Give every line of the records below as a numbered list, leaving out blank lines and the pictures.
BEGIN Extracted data
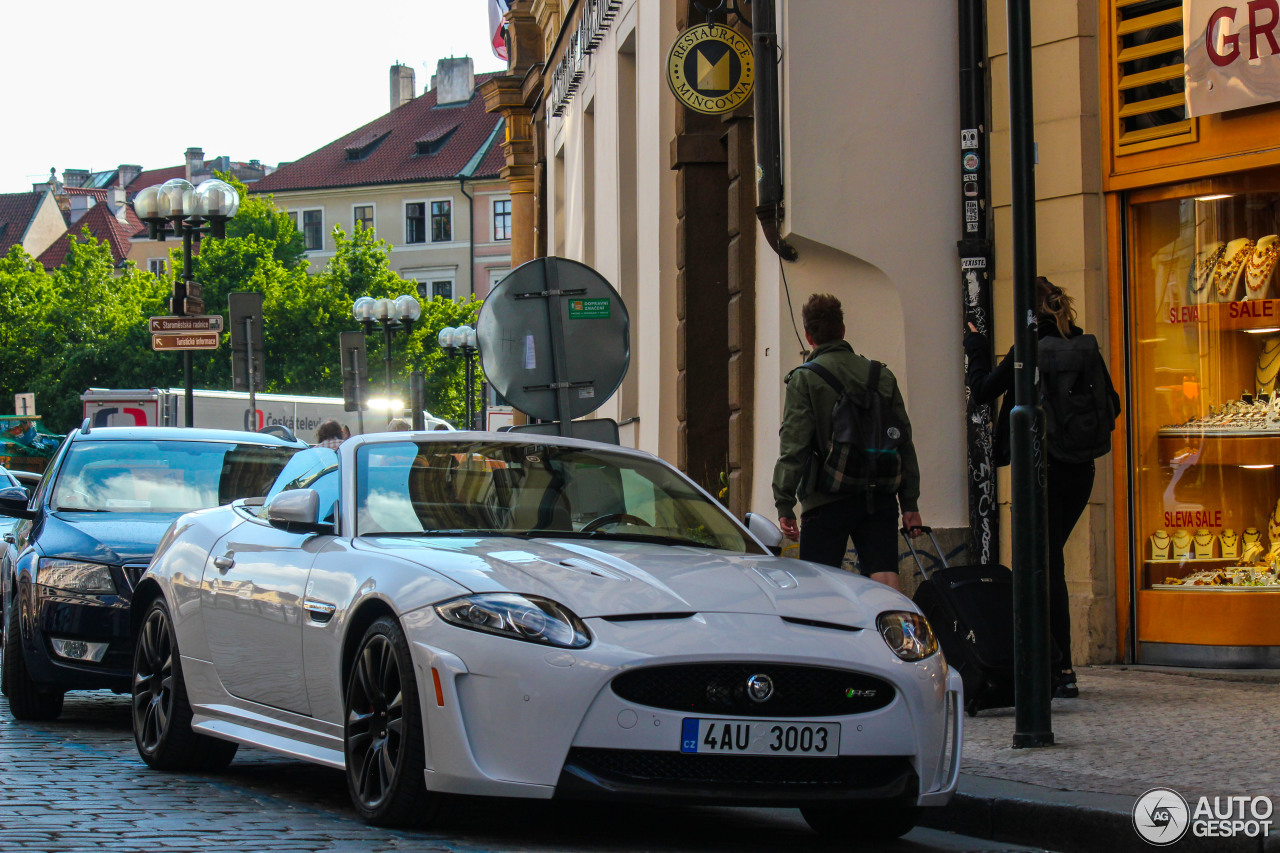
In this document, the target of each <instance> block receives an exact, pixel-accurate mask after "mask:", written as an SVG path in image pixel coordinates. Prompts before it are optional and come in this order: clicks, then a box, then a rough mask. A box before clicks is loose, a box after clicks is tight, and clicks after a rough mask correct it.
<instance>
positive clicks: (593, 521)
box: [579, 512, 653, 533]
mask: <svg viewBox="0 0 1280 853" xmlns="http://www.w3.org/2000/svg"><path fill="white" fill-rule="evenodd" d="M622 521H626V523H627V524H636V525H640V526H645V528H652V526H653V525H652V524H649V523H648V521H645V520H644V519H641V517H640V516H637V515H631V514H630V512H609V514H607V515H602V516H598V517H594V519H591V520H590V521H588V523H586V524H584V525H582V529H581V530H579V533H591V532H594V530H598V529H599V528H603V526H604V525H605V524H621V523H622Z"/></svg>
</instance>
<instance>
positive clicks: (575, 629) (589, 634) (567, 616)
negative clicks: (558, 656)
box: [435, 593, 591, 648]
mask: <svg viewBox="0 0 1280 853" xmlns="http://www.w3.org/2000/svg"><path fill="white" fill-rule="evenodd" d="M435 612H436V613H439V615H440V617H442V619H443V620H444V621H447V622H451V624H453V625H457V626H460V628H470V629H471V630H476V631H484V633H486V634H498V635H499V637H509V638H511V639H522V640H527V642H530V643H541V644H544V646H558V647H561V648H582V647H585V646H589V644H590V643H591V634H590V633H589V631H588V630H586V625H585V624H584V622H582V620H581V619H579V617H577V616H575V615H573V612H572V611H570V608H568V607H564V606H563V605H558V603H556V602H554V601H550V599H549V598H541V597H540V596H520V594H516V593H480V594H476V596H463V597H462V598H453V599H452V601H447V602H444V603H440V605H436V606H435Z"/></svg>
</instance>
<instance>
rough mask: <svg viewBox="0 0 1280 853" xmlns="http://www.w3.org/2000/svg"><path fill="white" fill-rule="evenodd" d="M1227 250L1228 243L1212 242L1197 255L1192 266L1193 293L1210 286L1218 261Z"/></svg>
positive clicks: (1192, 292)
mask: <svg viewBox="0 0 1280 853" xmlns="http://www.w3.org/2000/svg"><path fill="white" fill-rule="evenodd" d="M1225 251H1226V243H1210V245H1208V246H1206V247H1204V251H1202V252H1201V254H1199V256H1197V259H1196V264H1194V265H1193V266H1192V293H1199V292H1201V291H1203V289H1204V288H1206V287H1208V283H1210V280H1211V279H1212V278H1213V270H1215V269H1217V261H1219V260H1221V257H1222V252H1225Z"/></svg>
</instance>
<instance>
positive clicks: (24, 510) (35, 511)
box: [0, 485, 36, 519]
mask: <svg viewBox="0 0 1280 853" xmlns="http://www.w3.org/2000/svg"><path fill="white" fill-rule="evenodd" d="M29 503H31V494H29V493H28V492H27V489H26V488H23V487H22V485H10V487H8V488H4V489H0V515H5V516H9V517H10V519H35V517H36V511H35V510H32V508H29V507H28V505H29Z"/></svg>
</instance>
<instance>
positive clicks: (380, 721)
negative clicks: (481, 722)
END Extracted data
> _Task output_:
1. In this document, the target of each <instance> block receives an exact, pixel-accurate mask after "mask:", written as an SVG path in image pixel coordinates. Prompts before it are optional and come in this order: clicks, then a box, then a rough mask. A box before clicks is loose, a box after clicks is tight, and clicks after a rough mask correct it.
2. <instance>
3. positive clicks: (593, 521)
4. box: [579, 512, 653, 533]
5. mask: <svg viewBox="0 0 1280 853" xmlns="http://www.w3.org/2000/svg"><path fill="white" fill-rule="evenodd" d="M622 521H626V523H627V524H636V525H640V526H645V528H652V526H653V525H652V524H649V523H648V521H645V520H644V519H641V517H640V516H637V515H631V514H630V512H609V514H607V515H602V516H598V517H594V519H591V520H590V521H588V523H586V524H584V525H582V529H581V530H579V533H591V532H594V530H598V529H599V528H603V526H604V525H605V524H621V523H622Z"/></svg>
6. </instance>
7. <instance>
8. positive clicks: (575, 629) (589, 634) (567, 616)
9. negative clicks: (558, 656)
10. box: [435, 593, 591, 648]
11. mask: <svg viewBox="0 0 1280 853" xmlns="http://www.w3.org/2000/svg"><path fill="white" fill-rule="evenodd" d="M435 612H436V613H439V615H440V617H442V619H443V620H444V621H447V622H451V624H453V625H457V626H460V628H470V629H471V630H476V631H484V633H486V634H498V635H499V637H509V638H511V639H522V640H527V642H530V643H541V644H544V646H558V647H561V648H582V647H585V646H589V644H590V643H591V634H590V633H589V631H588V630H586V625H585V624H584V622H582V620H581V619H579V617H577V616H575V615H573V612H572V611H570V608H568V607H564V606H563V605H558V603H556V602H554V601H550V599H549V598H541V597H540V596H520V594H516V593H480V594H476V596H463V597H462V598H453V599H452V601H447V602H444V603H440V605H436V606H435Z"/></svg>
12. </instance>
13. <instance>
14. rough mask: <svg viewBox="0 0 1280 853" xmlns="http://www.w3.org/2000/svg"><path fill="white" fill-rule="evenodd" d="M1227 250L1228 243L1212 242L1197 255L1192 266L1193 293L1210 286L1218 261Z"/></svg>
15. positive clicks: (1192, 292)
16. mask: <svg viewBox="0 0 1280 853" xmlns="http://www.w3.org/2000/svg"><path fill="white" fill-rule="evenodd" d="M1225 251H1226V243H1210V245H1208V246H1206V247H1204V251H1202V252H1201V254H1199V256H1197V259H1196V264H1194V265H1193V266H1192V293H1199V292H1201V291H1203V289H1204V288H1206V287H1208V283H1210V280H1211V279H1212V278H1213V270H1215V269H1217V261H1219V260H1221V257H1222V252H1225Z"/></svg>
17. </instance>
18. <instance>
19. positive clicks: (24, 510) (35, 511)
20. box: [0, 485, 36, 519]
21. mask: <svg viewBox="0 0 1280 853" xmlns="http://www.w3.org/2000/svg"><path fill="white" fill-rule="evenodd" d="M29 503H31V494H29V493H28V492H27V489H26V488H23V487H22V485H10V487H8V488H4V489H0V515H5V516H9V517H10V519H35V517H36V511H35V510H32V508H29V507H28V505H29Z"/></svg>
22. </instance>
23. <instance>
24. positive clicks: (380, 721)
25. negative clicks: (481, 722)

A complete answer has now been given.